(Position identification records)
## Start
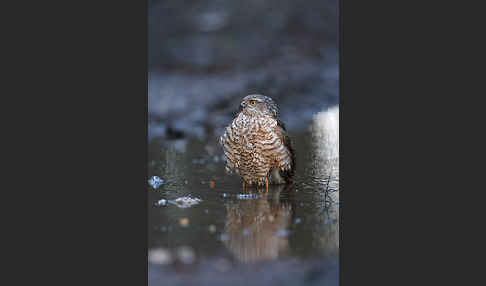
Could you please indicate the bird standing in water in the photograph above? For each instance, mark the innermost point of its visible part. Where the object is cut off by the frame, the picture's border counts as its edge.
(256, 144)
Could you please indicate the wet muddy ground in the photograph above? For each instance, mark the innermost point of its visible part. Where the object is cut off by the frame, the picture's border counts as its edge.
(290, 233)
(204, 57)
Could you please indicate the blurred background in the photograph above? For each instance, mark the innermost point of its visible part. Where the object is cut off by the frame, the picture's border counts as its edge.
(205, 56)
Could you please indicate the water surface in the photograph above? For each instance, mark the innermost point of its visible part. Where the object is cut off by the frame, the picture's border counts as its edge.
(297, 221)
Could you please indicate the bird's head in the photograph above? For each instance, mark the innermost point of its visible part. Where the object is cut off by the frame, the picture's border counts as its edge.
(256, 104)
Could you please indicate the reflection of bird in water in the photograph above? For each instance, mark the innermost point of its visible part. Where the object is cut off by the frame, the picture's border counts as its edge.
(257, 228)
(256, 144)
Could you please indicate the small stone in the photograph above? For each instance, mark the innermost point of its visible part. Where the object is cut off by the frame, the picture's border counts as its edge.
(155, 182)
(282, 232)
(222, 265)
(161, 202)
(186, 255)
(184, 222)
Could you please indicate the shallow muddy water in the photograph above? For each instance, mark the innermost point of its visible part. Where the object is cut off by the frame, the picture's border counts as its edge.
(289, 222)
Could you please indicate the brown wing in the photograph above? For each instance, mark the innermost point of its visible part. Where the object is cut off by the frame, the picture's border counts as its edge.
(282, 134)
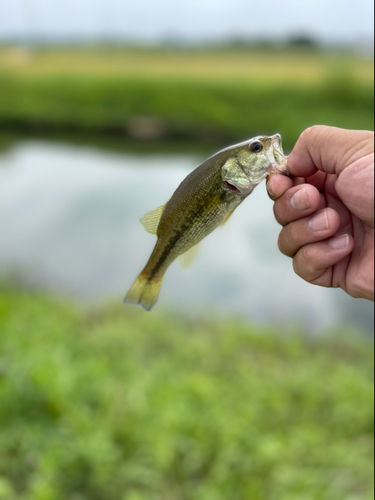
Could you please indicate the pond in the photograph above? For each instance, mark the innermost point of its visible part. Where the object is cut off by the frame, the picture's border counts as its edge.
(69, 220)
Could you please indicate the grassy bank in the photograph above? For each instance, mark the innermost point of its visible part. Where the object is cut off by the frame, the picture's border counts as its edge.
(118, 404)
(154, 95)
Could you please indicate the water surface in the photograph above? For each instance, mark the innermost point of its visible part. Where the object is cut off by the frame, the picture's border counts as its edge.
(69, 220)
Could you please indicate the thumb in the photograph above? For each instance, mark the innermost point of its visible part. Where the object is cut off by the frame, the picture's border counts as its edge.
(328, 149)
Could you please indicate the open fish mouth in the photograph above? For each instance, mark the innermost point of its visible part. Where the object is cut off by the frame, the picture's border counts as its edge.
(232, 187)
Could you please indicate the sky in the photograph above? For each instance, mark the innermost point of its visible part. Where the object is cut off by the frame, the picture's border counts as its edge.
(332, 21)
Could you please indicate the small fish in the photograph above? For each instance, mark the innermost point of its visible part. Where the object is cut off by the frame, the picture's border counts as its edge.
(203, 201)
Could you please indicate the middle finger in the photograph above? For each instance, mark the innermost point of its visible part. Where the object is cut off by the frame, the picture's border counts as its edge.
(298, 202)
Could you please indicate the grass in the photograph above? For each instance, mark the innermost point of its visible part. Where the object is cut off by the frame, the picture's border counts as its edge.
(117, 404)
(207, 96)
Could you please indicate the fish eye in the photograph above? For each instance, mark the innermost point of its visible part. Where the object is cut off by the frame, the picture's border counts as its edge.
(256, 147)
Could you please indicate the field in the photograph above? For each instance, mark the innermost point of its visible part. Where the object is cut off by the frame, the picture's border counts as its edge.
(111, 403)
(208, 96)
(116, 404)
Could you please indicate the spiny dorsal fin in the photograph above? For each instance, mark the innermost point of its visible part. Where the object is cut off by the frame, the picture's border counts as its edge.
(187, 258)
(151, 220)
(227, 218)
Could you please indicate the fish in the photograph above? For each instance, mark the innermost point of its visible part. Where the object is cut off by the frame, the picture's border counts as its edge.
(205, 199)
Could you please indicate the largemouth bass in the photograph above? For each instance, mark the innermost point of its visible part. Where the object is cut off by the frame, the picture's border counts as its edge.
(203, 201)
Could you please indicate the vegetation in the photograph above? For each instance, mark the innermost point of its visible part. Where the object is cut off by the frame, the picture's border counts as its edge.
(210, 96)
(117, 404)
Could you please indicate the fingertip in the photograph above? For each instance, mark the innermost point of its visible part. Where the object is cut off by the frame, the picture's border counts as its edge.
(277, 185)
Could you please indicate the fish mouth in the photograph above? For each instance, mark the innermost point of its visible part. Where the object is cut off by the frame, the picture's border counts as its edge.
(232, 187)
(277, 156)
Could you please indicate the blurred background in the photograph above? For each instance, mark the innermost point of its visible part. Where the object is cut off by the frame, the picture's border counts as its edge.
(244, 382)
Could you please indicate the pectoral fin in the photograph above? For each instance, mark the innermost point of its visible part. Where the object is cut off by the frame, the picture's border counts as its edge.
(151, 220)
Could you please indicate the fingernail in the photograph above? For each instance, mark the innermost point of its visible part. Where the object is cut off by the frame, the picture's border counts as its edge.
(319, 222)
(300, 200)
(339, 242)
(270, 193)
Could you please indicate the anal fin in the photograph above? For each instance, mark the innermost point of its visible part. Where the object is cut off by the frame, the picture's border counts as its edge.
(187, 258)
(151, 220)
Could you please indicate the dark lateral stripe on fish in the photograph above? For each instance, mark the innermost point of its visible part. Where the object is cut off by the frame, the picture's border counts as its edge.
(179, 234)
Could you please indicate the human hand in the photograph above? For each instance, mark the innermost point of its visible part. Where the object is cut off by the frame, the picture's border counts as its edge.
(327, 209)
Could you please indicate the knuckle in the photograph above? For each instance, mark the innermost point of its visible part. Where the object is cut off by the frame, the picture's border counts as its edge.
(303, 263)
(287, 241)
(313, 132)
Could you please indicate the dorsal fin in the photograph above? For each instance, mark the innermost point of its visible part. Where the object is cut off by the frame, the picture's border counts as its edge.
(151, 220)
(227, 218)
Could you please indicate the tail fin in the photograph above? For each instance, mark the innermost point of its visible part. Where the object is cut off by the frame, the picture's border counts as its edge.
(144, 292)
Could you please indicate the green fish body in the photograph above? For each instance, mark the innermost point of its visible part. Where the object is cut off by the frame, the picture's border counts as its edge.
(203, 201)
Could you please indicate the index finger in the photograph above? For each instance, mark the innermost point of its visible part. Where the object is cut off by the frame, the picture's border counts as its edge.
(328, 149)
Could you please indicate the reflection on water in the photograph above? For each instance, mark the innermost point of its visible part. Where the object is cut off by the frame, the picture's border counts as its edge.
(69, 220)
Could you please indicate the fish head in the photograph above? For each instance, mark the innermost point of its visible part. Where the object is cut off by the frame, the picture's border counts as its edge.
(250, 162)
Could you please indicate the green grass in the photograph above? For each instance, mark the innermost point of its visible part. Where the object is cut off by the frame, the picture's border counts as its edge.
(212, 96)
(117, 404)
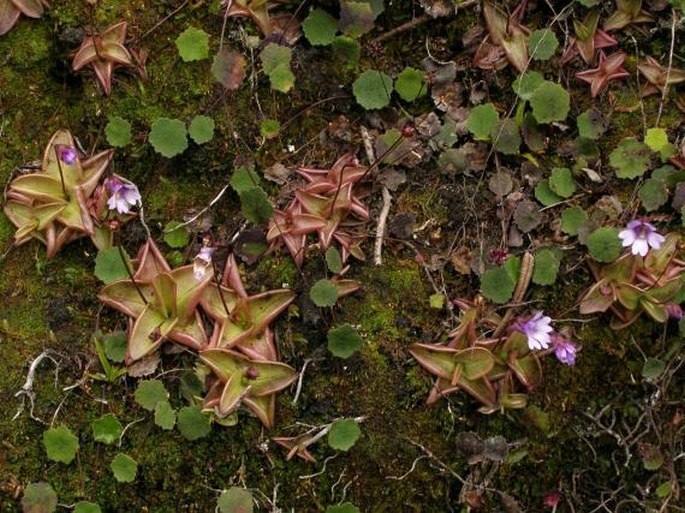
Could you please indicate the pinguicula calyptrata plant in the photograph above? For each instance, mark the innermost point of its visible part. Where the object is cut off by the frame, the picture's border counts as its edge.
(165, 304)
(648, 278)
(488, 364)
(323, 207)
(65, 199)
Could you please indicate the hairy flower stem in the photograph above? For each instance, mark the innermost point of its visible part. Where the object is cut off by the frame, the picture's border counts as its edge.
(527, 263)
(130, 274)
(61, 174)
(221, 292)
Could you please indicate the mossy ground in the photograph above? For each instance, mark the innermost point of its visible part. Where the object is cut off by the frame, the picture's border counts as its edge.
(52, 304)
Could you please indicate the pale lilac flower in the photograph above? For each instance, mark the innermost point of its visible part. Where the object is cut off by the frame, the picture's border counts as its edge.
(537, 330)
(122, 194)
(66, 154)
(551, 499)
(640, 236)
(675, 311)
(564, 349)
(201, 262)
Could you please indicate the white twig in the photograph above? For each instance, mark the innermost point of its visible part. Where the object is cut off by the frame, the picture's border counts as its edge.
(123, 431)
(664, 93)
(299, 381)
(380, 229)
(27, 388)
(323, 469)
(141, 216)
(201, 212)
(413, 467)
## End
## Start
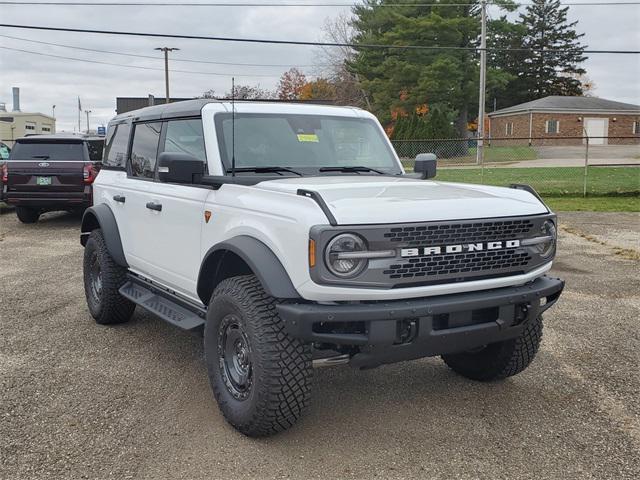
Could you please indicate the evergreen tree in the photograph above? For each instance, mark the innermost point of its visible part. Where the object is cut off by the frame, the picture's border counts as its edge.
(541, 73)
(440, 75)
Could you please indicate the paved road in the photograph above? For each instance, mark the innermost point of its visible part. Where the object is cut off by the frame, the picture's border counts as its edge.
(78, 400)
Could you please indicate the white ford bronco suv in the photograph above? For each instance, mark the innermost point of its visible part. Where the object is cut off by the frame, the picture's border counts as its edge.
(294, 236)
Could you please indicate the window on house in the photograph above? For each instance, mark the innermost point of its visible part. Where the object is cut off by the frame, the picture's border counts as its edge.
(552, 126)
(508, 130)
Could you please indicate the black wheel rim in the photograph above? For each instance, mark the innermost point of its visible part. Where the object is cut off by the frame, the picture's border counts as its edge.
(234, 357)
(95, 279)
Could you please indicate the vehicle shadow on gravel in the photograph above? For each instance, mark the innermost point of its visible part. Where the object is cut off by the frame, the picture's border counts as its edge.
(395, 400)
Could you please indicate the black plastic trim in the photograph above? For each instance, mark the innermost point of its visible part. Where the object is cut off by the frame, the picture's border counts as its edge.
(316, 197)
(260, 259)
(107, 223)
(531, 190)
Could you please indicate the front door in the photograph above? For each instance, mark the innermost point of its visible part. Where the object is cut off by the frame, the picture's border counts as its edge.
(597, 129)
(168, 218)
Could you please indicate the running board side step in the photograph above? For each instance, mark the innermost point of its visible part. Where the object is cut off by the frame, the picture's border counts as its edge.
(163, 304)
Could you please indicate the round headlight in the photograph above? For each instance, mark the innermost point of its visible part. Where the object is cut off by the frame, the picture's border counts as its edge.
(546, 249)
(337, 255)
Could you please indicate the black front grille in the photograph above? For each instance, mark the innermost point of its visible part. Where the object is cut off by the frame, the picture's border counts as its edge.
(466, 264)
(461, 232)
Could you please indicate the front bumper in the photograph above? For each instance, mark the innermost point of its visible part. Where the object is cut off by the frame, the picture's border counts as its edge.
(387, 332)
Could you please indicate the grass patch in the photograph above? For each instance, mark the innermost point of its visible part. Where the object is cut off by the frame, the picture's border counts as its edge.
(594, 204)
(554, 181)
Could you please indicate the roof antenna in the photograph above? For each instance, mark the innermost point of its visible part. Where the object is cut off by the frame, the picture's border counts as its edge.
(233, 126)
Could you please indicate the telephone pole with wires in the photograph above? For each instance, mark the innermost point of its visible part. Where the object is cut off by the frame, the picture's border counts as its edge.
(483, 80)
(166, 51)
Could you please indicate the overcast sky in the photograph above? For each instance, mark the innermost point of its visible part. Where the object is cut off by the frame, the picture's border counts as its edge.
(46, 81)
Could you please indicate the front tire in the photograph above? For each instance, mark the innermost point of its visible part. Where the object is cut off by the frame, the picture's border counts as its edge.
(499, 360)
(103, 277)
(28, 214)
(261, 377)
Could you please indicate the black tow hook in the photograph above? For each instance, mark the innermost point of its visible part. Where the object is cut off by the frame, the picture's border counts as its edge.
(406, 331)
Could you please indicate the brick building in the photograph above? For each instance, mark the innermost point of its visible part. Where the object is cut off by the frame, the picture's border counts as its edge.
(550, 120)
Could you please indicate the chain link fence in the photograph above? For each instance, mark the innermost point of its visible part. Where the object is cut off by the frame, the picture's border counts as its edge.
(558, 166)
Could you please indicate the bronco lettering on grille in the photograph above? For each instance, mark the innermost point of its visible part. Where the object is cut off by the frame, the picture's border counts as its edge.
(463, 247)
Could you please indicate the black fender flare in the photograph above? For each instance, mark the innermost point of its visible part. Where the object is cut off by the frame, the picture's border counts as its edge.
## End
## Start
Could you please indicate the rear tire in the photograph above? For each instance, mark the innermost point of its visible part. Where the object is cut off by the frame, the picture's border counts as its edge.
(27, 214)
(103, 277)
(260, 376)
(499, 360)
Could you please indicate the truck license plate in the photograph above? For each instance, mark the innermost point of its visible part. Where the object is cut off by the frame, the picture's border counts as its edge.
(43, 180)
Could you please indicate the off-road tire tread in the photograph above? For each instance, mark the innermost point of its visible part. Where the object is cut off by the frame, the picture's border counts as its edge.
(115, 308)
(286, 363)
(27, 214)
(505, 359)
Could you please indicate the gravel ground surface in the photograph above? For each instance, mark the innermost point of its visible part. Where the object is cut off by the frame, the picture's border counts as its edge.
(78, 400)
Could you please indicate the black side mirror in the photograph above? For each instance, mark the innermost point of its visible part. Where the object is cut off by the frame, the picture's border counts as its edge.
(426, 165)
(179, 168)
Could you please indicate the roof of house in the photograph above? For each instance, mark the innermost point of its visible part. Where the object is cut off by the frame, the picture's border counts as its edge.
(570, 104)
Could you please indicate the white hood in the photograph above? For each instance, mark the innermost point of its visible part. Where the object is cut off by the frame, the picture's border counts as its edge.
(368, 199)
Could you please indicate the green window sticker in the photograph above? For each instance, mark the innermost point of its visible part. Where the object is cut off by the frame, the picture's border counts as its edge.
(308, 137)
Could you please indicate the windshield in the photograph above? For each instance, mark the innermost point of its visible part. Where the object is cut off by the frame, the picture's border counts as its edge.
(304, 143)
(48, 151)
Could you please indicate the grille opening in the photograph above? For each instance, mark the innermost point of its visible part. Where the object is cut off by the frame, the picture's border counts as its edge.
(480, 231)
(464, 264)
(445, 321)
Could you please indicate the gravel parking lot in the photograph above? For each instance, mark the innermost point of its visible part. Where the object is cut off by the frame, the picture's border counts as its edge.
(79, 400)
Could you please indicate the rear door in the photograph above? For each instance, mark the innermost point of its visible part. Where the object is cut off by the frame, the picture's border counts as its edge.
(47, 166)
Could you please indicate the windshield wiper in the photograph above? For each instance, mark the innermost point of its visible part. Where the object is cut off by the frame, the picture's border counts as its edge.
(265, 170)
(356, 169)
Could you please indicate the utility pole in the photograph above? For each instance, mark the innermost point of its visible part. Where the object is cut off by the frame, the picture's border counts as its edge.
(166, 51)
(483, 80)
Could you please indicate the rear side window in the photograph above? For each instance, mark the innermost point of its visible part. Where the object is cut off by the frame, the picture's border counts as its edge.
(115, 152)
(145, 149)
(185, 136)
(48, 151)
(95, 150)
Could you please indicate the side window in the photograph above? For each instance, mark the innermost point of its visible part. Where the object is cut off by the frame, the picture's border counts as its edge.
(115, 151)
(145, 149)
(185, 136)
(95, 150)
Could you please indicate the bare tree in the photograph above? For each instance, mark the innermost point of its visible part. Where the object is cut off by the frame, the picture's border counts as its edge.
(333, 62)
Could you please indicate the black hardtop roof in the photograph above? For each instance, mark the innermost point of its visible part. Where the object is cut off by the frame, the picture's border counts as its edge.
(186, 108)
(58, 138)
## End
DO THIS> Count the lines in the items above that contain the word "white" and give only the number.

WORKED SOLUTION> 3